§ **Short exercise**
Retype every line of the entries below with no changes, but leave the pictures out.

** START Data entries **

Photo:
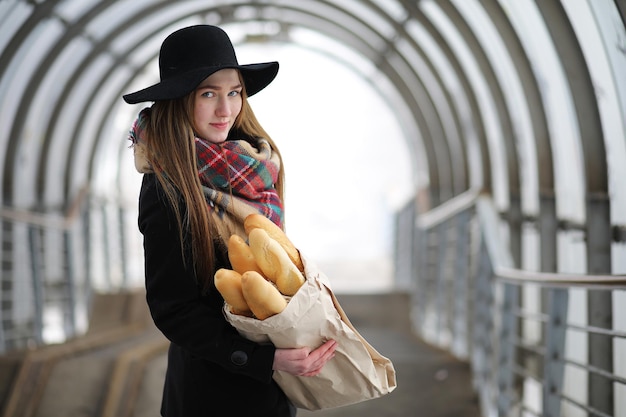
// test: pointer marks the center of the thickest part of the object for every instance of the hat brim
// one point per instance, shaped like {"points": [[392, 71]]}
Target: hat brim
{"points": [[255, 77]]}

** END Data entries **

§ **The response**
Photo:
// test: pointer marks the center of the thickest part of the object for every instance of the hat brim
// one point per instance, shaped like {"points": [[392, 71]]}
Target: hat brim
{"points": [[255, 77]]}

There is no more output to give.